**Assigned task A**:
According to the article on St. Joseph Mission in Kamalo, in what year did Father Damien volunteer to serve the Hansen's disease patients on the Kalaupapa peninsula?
**Assigned task B**:
Translate this sentence from the article on St. Joseph Mission in Kamalo into Spanish: "Field workers and other residents added to the sizable congregation for St. Joseph Chapel."
**Assigned task C**:
Extend the article on St. Joseph Mission in Kamalo, picking up after its last sentence.

**Page extract**:
◇ ◇ ◇ ◇
St. Joseph, Kamalo, Molokai
The tiny mission on topside Molokai was one of several churches constructed by Father Damien
During this “Year of St. Joseph,” why not try and visit one of the St. Joseph churches in Hawaii. This issue’s spotlight is on Molokai’s St. Joseph Mission. Read about St. Joseph, Kaupo, on Maui here.
By Anna Weaver
Hawaii Catholic Herald
In 1873, Father Damien volunteered to serve the Hansen’s disease patients isolated on the Kalaupapa peninsula on Molokai’s rugged north coast. But he did not stay only in that settlement.
“His burning zeal and strong constitution welcomed the opportunity to undertake regular climbing trips over the mountain to attend to the Catholics of leeward Molokai,” wrote the historian priest, Sacred Hearts Father Robert Schoofs, in his 1978 book, “Pioneers of the Faith.”
Although another priest, Sacred Hearts Father Andrew Burgermann, was assigned to topside Molokai in 1874, Father Damien continued to make visits via the cliffside trails connecting the peninsula to the rest of the island.
He also put his carpentry skills to use when no Sacred Hearts brothers were available to build chapels for the growing number of Catholic faithful of Molokai. First came Our Lady of Seven Sorrows in Kaluaaha, which Father Damien finished in 1874. Two years later he built St. Ann in Halawa, St. John the Evangelist in Moanui, and St. Joseph Church in Kamalo.
The small, white, wooden church in Kamalo is located toward the front “sole” on the shoe-shaped island, facing south toward neighboring Lanai. Father Damien (baptismal name Joseph) built it in the Rural or Carpenter Gothic style popular at the time in North America, with a tall steeple, vaulted ceiling and ornate windows.
At one time, the area from Kamalo to Waialua was the most populated part of the island. It had a busy harbor and a sugar plantation. Field workers and other residents added to the sizable congregation for St. Joseph Chapel.
“The parishioners that attended Mass here when Damien served it would often prepare special foods for the Kalaupapa patients,” according to damienchurchmolokai.org. “After Sunday Mass, they would hike back over the pali with Father Damien to the Kalaupapa peninsula and the patient community there. While there, the ‘topside’ parishioners assisted Father Damien in his health care ministry.”
◇ ◇ ◇ ◇
(Stored data entries)
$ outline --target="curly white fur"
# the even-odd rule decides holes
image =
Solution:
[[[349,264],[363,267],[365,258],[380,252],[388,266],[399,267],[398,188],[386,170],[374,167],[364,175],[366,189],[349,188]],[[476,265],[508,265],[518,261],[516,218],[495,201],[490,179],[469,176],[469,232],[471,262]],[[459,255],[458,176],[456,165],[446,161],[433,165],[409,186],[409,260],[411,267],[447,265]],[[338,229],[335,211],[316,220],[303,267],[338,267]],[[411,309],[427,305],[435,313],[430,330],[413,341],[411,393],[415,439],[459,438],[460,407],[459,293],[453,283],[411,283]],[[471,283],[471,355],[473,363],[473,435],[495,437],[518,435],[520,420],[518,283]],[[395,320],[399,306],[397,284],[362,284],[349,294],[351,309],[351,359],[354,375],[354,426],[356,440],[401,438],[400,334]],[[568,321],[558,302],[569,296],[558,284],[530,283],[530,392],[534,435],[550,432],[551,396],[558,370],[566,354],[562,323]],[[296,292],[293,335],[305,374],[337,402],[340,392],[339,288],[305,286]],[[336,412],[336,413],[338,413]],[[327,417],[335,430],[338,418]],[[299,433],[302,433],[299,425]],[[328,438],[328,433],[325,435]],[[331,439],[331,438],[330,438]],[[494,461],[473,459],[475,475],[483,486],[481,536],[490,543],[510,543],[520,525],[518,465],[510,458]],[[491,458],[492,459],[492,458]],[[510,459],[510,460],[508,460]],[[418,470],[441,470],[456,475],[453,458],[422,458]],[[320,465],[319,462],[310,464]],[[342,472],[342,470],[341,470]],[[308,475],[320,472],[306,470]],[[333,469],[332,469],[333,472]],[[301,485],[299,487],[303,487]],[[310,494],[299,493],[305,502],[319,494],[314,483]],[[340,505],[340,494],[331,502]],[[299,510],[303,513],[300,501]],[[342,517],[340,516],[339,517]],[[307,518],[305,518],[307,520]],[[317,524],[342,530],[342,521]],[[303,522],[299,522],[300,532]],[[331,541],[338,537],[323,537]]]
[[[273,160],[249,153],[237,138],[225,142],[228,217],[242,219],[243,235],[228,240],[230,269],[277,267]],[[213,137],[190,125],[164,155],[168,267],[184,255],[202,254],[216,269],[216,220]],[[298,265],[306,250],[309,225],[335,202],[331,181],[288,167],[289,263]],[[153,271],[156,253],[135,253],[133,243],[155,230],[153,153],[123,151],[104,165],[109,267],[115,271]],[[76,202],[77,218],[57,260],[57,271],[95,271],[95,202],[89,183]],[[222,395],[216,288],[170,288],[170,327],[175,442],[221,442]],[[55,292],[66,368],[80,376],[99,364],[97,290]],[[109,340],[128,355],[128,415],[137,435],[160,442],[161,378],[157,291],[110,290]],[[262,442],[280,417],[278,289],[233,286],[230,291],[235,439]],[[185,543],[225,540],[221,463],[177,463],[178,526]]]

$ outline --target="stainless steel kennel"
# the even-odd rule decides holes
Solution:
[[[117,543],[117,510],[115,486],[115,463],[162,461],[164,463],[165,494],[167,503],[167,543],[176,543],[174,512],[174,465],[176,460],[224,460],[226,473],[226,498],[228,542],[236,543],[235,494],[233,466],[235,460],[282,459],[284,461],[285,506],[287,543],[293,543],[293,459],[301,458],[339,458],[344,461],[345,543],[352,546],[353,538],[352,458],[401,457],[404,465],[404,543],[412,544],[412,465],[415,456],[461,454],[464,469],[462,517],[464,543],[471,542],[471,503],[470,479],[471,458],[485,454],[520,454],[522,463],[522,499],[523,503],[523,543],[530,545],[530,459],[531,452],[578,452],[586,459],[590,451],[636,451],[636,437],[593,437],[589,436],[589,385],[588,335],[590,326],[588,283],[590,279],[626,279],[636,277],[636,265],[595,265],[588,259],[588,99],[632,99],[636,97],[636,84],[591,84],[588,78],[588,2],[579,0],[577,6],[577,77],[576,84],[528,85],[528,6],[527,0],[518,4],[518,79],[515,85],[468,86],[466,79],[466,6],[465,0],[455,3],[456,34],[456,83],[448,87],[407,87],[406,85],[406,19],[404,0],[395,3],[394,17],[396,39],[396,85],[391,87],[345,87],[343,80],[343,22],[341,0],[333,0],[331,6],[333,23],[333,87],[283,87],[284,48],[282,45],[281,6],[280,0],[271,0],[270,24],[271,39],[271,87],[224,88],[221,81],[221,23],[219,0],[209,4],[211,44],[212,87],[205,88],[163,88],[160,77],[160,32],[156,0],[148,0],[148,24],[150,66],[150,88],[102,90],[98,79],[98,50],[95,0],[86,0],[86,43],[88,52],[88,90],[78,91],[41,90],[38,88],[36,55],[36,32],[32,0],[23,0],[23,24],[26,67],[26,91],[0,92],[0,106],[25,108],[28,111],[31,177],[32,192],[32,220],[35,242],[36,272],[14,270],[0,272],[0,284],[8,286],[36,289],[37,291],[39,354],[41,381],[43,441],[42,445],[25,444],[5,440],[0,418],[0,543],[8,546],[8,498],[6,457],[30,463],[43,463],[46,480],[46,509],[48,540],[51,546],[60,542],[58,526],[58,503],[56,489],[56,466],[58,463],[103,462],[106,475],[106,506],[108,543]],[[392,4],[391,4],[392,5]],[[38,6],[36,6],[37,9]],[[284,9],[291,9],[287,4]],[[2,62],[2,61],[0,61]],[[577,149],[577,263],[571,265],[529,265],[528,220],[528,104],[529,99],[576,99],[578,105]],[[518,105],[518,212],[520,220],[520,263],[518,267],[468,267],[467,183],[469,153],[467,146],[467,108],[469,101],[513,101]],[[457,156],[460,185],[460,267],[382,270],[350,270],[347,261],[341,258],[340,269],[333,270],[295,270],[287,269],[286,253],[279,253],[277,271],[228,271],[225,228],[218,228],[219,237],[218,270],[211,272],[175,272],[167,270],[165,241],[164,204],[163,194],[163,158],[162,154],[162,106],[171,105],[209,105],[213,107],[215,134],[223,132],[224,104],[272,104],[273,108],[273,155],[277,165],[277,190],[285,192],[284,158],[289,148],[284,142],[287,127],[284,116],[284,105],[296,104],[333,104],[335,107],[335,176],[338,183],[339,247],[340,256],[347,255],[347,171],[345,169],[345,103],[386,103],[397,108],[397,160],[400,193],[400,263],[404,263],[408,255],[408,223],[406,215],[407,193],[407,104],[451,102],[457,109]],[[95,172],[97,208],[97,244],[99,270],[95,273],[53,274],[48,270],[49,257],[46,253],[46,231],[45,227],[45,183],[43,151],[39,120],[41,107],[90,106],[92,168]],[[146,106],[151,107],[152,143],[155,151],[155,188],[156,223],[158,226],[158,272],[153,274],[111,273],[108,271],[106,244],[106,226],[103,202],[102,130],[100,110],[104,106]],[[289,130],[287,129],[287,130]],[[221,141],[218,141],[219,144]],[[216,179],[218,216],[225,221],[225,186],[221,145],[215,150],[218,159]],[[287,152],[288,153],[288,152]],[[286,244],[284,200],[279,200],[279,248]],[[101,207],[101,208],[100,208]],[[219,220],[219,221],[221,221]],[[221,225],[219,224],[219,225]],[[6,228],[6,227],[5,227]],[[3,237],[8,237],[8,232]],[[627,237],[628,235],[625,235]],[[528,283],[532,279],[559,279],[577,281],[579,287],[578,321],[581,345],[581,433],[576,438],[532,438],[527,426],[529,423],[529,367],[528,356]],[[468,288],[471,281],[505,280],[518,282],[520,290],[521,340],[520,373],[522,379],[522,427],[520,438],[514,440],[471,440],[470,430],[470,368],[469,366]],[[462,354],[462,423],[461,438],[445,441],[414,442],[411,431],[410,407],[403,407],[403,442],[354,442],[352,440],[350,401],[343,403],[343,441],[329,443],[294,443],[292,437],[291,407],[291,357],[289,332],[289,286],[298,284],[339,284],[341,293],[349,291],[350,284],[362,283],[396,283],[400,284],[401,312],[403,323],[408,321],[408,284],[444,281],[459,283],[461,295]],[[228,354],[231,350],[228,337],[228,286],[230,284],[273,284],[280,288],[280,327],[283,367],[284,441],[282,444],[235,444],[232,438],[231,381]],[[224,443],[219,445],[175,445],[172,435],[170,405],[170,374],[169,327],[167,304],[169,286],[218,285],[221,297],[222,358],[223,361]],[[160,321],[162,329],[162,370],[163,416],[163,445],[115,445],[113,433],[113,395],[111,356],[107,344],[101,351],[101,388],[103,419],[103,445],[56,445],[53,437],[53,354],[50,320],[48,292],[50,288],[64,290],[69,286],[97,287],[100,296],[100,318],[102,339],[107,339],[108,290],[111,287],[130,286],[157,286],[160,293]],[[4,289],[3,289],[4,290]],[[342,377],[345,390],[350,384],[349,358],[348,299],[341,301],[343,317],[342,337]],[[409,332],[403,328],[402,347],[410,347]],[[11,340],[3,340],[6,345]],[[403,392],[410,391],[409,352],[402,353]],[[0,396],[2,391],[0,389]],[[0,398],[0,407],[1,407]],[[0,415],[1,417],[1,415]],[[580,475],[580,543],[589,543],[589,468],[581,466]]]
◇ ◇ ◇ ◇
**Task output A**:
1873

**Task output B**:
Los trabajadores del campo y otros residentes se sumaron a la numerosa congregación de la capilla de San José.

**Task output C**:
“St. Joseph’s Chapel at Kamalo still stands, next to the main road, ever watching over the sleeping faithful in her graveyard,” as “Pioneers of the Faith” put it.
St. Joseph is the third oldest church on the island, according to St. Damien of Molokai Parish’s website, and is on the Hawaii Register of Historic Places. Sacred Hearts Father John Van Gils led a major restoration of St. Joseph in 1971, and more repairs were made in 1995 around the time of St. Damien’s beatification and return of his relic to the island. A 2010 storm toppled its high spire, which was replaced with a shorter one.
In 2013, a 2,000-pound, seven-foot-tall marble statue of Joseph Dutton, who assisted Father Damien in his final days on Kalaupapa, was installed next to the church. Dutton is depicted as a Civil War Union soldier, which he was.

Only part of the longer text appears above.